Extracted data entries:

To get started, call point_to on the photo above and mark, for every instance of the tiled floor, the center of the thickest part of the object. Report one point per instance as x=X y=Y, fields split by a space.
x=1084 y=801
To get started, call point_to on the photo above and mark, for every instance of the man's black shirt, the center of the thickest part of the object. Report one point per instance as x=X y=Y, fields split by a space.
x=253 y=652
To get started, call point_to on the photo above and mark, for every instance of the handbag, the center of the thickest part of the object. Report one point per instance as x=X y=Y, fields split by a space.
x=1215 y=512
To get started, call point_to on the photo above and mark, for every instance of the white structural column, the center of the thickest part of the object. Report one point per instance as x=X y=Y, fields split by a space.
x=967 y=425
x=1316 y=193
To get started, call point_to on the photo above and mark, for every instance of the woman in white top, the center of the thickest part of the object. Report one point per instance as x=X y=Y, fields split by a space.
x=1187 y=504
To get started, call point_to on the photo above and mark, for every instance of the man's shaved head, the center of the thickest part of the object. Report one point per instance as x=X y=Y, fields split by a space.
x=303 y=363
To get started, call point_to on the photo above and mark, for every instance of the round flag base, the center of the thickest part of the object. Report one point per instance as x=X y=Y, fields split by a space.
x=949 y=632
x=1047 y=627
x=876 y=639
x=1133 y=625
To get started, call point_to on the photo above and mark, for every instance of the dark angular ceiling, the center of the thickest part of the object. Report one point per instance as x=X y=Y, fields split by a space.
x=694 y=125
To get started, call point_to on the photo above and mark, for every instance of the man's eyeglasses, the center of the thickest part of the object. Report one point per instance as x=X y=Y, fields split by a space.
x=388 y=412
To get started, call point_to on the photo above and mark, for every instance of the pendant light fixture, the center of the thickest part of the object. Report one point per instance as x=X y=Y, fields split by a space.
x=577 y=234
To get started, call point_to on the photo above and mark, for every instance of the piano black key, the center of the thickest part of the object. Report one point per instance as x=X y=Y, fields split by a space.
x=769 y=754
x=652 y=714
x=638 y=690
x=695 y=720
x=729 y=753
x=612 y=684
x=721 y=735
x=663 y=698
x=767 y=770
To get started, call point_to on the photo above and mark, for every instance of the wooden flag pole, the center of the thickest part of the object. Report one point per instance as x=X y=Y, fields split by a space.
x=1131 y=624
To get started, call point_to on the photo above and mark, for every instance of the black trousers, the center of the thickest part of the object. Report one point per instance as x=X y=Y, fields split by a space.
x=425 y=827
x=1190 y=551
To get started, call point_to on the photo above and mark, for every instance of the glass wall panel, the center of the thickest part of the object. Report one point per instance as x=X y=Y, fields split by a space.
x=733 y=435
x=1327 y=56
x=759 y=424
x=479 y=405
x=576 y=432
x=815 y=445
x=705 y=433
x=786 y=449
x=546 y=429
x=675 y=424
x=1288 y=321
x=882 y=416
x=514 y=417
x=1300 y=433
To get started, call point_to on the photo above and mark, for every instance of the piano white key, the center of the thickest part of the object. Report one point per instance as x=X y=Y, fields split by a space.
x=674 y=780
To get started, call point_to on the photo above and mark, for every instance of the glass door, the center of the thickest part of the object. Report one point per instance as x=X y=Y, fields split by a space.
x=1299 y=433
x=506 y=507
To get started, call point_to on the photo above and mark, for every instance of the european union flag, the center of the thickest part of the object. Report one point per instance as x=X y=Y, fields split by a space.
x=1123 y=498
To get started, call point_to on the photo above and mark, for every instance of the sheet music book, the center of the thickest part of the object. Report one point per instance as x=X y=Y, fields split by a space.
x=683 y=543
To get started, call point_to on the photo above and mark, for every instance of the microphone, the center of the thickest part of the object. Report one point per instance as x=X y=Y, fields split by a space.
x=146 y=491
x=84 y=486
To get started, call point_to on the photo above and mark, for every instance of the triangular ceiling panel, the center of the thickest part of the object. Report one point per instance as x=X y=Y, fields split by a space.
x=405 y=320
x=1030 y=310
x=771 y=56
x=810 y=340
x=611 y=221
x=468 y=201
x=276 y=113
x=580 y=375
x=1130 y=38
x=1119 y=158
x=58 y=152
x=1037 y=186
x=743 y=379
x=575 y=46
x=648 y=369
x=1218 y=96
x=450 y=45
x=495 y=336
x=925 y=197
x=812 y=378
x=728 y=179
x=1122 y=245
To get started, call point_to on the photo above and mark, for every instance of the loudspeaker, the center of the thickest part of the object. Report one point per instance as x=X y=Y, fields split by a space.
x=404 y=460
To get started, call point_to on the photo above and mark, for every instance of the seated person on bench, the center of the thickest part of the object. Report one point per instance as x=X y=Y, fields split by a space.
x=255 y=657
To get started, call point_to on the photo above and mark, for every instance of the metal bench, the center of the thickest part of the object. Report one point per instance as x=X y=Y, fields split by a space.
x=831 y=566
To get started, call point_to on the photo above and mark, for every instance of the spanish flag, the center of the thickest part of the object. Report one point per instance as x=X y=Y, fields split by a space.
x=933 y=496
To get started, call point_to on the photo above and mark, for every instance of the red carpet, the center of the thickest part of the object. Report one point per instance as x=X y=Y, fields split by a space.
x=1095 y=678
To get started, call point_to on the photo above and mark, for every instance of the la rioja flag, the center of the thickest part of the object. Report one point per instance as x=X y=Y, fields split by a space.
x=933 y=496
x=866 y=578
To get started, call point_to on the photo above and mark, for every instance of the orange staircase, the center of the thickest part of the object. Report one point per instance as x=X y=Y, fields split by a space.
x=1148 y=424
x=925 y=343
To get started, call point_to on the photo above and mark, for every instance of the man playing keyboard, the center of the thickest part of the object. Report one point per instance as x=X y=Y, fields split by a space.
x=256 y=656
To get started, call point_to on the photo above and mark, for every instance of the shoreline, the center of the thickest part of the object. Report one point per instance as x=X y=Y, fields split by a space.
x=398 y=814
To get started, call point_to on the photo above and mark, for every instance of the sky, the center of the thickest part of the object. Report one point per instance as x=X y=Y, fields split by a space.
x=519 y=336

:: What you will do ::
Rewrite the lines above as a numbered list, skipping any blank lines.

:: Solution to the exercise ::
1. To get started, call point_to on the photo above and mark, for every instance of the tiled floor, the center of the thickest part of the object. Report one point per instance as x=X y=Y, fields split by a space.
2. x=1084 y=801
3. To get started, call point_to on the photo above and mark, for every instance of the man's black shirt, the center of the thickest part of the object. Report one point per instance as x=X y=Y, fields split by a space.
4. x=253 y=652
5. To get started, call point_to on the photo above and mark, for every instance of the handbag, the center of the thickest part of the object. Report one point per instance as x=X y=Y, fields split by a space.
6. x=1215 y=512
7. To get started, call point_to on the photo above and mark, for every instance of the white structural column, the center of the thickest part of the object. Report one point per instance as x=X y=Y, fields split by a space.
8. x=967 y=425
9. x=1316 y=193
10. To get started, call point_to on the photo above and mark, for every instance of the woman in white top, the center of the thickest part of the object. Report one point per instance as x=X y=Y, fields split by a space.
11. x=1187 y=504
12. To get started, call point_to on the photo above and mark, for every instance of the man's shaved head, the center of the thickest part of the object. Report one point per instance as x=X y=Y, fields split by a space.
13. x=303 y=363
14. To get started, call point_to on the photo above and mark, for every instance of the round flag base, the center of the thickest part of the object. Report one point per instance as x=X y=Y, fields split by a space.
15. x=949 y=632
16. x=1047 y=627
17. x=876 y=639
18. x=1133 y=625
19. To get started, call point_to on the photo above and mark, for every instance of the dark angular ceiling, the center of the thickest part of the object. Report one point per instance as x=X y=Y, fields split by a space.
20. x=694 y=125
21. To get started, call point_to on the photo above and mark, for every instance of the man's eyeglasses, the center of the thickest part of the object. Report one point per instance as x=X y=Y, fields split by a space.
22. x=388 y=412
23. To get started, call point_to on the photo above and mark, for every instance of the pendant light fixture, the center of the thickest part of the object. Report one point per instance as x=X y=Y, fields split by a space.
24. x=577 y=234
25. To get started, call point_to on the photo above and mark, for every instance of the piano black key, the center of the thickest part of the object. Report one point per instance as x=X y=Y, fields split by a space.
26. x=769 y=754
27. x=652 y=714
28. x=638 y=690
29. x=695 y=720
30. x=729 y=753
31. x=612 y=684
32. x=721 y=735
33. x=663 y=698
34. x=767 y=770
35. To get started, call point_to on the photo above and mark, for every instance of the wooden flag pole, the center of the thickest part of the object. Report one point per instance as x=X y=Y, fields split by a space.
36. x=1131 y=624
37. To get started, call point_to on the photo above and mark, for every instance of the black trousers, the center of the thickest part of the object. Report one point per instance as x=X y=Y, fields split by a space.
38. x=425 y=827
39. x=1190 y=551
40. To get started, call point_to on the photo above and mark, for every instance of the glass wall panel, the center of the thickest part of the object. Report one point per instance as x=X y=Y, fields split by a space.
41. x=733 y=435
42. x=1327 y=56
43. x=759 y=424
44. x=479 y=405
45. x=576 y=432
46. x=815 y=445
47. x=705 y=433
48. x=786 y=449
49. x=546 y=429
50. x=675 y=424
51. x=1288 y=321
52. x=882 y=416
53. x=514 y=417
54. x=1300 y=433
55. To get started, call point_to on the photo above and mark, for every instance of the piano white key, the center of the thickest part of the object. Report one point per instance as x=X y=Y, fields split by a space.
56. x=674 y=780
57. To get started, call point_to on the photo above and mark, for every instance of the glass door, the center of the thickest part of the object. Report one point per instance as x=X y=Y, fields split by a space.
58. x=1299 y=433
59. x=506 y=507
60. To get started, call point_to on the photo above and mark, for every instance of the european union flag, the center of the thickest part of the object. Report one point per instance as x=X y=Y, fields split by a space.
61. x=1123 y=498
62. To get started, call point_to on the photo above and mark, for every instance of the sheet music book, the center of the thickest part of the object. Report one point per instance as x=X y=Y, fields split by a space.
63. x=683 y=543
64. To get started, call point_to on the photo above and mark, for every instance of the microphone, the center of the thickest part of the object. Report one point per instance as x=X y=Y, fields split by a space.
65. x=146 y=491
66. x=84 y=486
67. To get started, call point_to on the photo above and mark, for every instance of the triangular ceiling panel, the center of the thickest part of the object. Report one point per instance as x=X y=Y, fields split by a space.
68. x=405 y=320
69. x=1030 y=310
70. x=771 y=56
71. x=810 y=340
72. x=611 y=221
73. x=468 y=201
74. x=276 y=113
75. x=580 y=375
76. x=1130 y=38
77. x=1119 y=158
78. x=58 y=152
79. x=1037 y=186
80. x=743 y=379
81. x=575 y=46
82. x=648 y=369
83. x=1218 y=96
84. x=450 y=45
85. x=495 y=336
86. x=925 y=197
87. x=812 y=378
88. x=728 y=179
89. x=1122 y=245
90. To get started, call point_to on the photo above and mark, for every instance of the loudspeaker, the center of the thickest part of the object. Report one point per instance as x=X y=Y, fields split by a space.
91. x=404 y=460
92. To get started, call point_to on the photo above and mark, for every instance of the seated person on bench, the center of the thickest part of the object. Report one point per instance as x=X y=Y, fields split by a space.
93. x=255 y=657
94. To get started, call point_to on the photo above and mark, for every instance of the metal bench, the center of the thickest part of the object. Report one point per instance as x=X y=Y, fields split by a space.
95. x=831 y=566
96. To get started, call point_to on the photo above and mark, for every instance of the spanish flag, the center of the thickest part of the object. Report one point per instance as x=X y=Y, fields split by a space.
97. x=933 y=496
98. To get started, call point_to on the photo above and mark, for every instance of the red carpet, the center of the thickest part of the object. Report one point per instance as x=X y=Y, fields split by a space.
99. x=1095 y=678
100. To get started, call point_to on the photo above and mark, for every instance of the la rioja flag, the center of the thickest part of the object. Report one point per instance as x=X y=Y, fields split by a space.
101. x=933 y=496
102. x=866 y=578
103. To get started, call point_to on the photo above and mark, for every instance of the orange staircase, the center of the thickest part of the object. Report one point per instance as x=X y=Y, fields split by a space.
104. x=1148 y=424
105. x=925 y=343
106. To get started, call point_to on the photo above and mark, for every instance of the man playing keyboard, the center of the thickest part of the object. Report one point per instance as x=X y=Y, fields split by a space.
107. x=256 y=656
108. To get started, call point_to on the photo above and mark, for every instance of the shoreline, the center of the thickest part of the object. Report one point per instance as x=X y=Y, fields split by a space.
109. x=398 y=814
110. To get started, call point_to on the photo above and mark, for every instance of the sky, the center of the thickest part of the object. Report one point per instance as x=X y=Y, fields split by a space.
111. x=519 y=336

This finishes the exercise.